Saturday, August 1, 2009

Mrs. Saltveit

While Mark was posting to our blog like wildfire, I was busy getting married.

Actually we both got married, to each other no less.

Yet, somehow, I became consumed with wedding prep, in a way that Mark did not ~ and the reason I write about this is that I wonder if it's a girl thing.

We agreed to create as simple yet meaningful an event as possible, and it was as DIY as could be ~ but I still found myself counting the silverware and glassware in order to calculate the number of wine glasses and forks (not to mention tables and chairs) I'd need to rent so our families and closest friends would be comfortable. I created the invitations and announcements, designed and purchased the gifts for our wedding party and guests, took care of shopping for Mark's daughters as needed, and coordinated with our bridesmaids and ushers about what to wear. I bought the bubbles instead of rice.

It thought provoking and time consuming and I enjoyed every second of it.

Mark did his share of the most important things; he rented the park site, downloaded a tons of songs for the dance party, and was in charge of all the food shopping and cooking for the reception (thank heavens!). We went ring shopping together.

It wasn't out of laziness that he didn't tend to the minutiae; he had decided he wanted to do quite a bit of remodeling before my parents arrived for the wedding, and he went at it full force. In the final week before the wedding, even after my parents arrived, he was still busy sanding and painting while I went shopping for fabric with my mother and my cousin.

My mother made my veil and my cousin made the flower girl basket and my bouquet. Together my mother and my cousin sewed the cushions for our two ring bearers. Our friends Maya & Maria helped decorate for the dance party, our friend DaƱel created our cake topper, and my friend MaryHelen volunteered to decorate for the reception...

Happily.

Sunday, May 10, 2009

68 Days Until the Wedding

So tells me the Wedding Wire website from where I e-navigate this event. This website is helpful; it contains the guest list and the photos of our wedding website slideshow, it hosts the html editor from where I update the wedding website, it has tools I don't even use, such as the checklist (eg, mani-pedi appointment) and the budget (eg, videographer).

Up until now, managing this website, writing on the blog (any of them), indeed all the details of the wedding, have been not much more than a sweet diversion. I take a break from work to look up information about local wedding sites, or Norwegian wedding cakes, or Portland hotels. I crafted a first draft of the ceremony at lunch one day, that Mark's begun editing it. I bought a dress out of the blue.

But now, as my wedding web service tells me that July 18th is but a little more than two months away, this sweet diversion has by necessity become my next big project.

The timing is great, really. I just opened a show last night, and was feeling a bit glum today (as I usually do) after the energetic drive that led to opening night turned inevitably into exhaustion, sadness, and the realignment of priorities. Thank God, Mark sat down with me tonite and we talked through some of the wedding logistics, budget, as well as the big list of home improvement projects he wants to finish before the wedding day (bless his nesting heart).

Sitting with Mark, the calendar open as we each created our own to-do lists, then starting a spreadsheet and even writing this blog entry, have whittled this daunting prospect down to a manageable size. I think we can actually get married in two months, with tradition and our unique touches, surrounded by our family and friends, with celebrations for the younger and older sets.

I may not have the mani-pedi date on my e-calendar, but I trust the day will come, as the next 68, 69, 70 days will come, and those that will come after, peacefully and beautifully, just in time.

**Information provided:**
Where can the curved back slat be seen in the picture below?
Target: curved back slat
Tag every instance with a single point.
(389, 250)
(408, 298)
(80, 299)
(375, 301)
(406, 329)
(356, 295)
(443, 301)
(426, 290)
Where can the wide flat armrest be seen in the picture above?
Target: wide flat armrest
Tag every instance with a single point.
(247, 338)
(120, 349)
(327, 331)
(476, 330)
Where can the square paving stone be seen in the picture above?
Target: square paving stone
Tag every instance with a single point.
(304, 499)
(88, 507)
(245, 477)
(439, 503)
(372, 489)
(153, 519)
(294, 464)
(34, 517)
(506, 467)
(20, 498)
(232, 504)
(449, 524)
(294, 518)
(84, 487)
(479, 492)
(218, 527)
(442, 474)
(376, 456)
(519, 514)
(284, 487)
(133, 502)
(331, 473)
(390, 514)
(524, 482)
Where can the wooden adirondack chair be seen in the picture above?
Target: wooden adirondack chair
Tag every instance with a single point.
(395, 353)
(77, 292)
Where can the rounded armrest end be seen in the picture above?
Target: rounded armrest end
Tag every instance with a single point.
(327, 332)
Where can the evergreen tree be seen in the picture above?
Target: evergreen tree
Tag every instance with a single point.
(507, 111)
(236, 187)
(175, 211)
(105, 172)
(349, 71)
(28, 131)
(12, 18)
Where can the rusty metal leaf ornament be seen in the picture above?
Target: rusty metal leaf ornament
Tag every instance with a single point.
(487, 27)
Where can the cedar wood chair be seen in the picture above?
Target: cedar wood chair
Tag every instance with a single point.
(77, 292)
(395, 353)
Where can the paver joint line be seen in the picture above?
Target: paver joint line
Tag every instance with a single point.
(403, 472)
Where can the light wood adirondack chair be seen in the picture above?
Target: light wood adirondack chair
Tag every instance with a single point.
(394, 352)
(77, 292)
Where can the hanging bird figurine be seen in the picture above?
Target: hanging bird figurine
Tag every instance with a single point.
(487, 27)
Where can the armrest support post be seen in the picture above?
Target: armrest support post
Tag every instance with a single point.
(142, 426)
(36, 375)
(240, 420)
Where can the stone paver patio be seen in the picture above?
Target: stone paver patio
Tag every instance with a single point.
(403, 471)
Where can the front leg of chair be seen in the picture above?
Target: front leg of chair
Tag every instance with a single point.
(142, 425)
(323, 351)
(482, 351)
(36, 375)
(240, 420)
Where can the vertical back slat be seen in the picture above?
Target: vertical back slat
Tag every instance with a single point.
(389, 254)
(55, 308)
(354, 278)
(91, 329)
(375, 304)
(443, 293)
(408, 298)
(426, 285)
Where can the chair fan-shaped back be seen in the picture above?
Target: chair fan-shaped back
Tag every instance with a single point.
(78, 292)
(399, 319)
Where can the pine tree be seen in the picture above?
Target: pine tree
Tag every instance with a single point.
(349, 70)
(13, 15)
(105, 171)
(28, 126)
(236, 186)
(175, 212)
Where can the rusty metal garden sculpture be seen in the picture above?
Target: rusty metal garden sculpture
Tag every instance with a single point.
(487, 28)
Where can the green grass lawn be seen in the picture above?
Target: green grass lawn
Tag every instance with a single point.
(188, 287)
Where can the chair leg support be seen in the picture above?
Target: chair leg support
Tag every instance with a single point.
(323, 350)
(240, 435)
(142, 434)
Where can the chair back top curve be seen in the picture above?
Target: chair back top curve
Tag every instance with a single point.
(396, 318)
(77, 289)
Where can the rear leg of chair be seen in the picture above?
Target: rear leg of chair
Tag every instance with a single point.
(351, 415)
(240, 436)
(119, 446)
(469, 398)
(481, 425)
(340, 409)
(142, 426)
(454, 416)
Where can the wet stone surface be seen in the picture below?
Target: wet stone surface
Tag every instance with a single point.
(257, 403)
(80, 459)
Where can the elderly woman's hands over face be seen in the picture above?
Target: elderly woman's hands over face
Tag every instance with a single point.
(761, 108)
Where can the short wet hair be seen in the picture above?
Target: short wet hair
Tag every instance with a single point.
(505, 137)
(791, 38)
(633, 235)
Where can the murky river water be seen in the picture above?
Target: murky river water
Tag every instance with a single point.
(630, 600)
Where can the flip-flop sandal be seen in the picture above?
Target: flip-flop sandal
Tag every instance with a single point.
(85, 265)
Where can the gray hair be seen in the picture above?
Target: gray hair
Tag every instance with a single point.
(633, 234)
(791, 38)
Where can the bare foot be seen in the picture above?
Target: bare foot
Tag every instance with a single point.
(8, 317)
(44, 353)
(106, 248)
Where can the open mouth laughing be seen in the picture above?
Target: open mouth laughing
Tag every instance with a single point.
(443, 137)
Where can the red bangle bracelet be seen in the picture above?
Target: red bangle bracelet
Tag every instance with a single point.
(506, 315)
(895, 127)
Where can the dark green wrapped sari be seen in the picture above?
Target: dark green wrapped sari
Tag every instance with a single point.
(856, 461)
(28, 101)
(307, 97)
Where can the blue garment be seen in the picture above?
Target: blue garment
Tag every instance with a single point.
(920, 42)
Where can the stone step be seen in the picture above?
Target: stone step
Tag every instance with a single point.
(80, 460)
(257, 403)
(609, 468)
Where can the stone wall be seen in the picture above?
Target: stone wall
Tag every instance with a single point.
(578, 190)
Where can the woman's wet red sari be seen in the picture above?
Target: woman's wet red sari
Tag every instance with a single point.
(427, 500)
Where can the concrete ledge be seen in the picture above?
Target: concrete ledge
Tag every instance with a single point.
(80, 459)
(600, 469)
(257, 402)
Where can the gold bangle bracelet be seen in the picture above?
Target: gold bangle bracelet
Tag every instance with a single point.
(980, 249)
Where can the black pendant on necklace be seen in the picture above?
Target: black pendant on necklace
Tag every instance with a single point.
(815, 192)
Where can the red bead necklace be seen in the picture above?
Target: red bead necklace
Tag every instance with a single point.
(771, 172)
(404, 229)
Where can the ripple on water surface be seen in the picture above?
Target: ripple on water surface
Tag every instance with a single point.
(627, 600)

**Objective:**
Answer these from the wedding blog posts above:
1. What date does the wedding web service indicate is a little more than two months away?
2. Who made the bride's veil?
3. What site did Mark rent for the wedding?

**Solution:**
1. July 18th
2. Her mother
3. The park site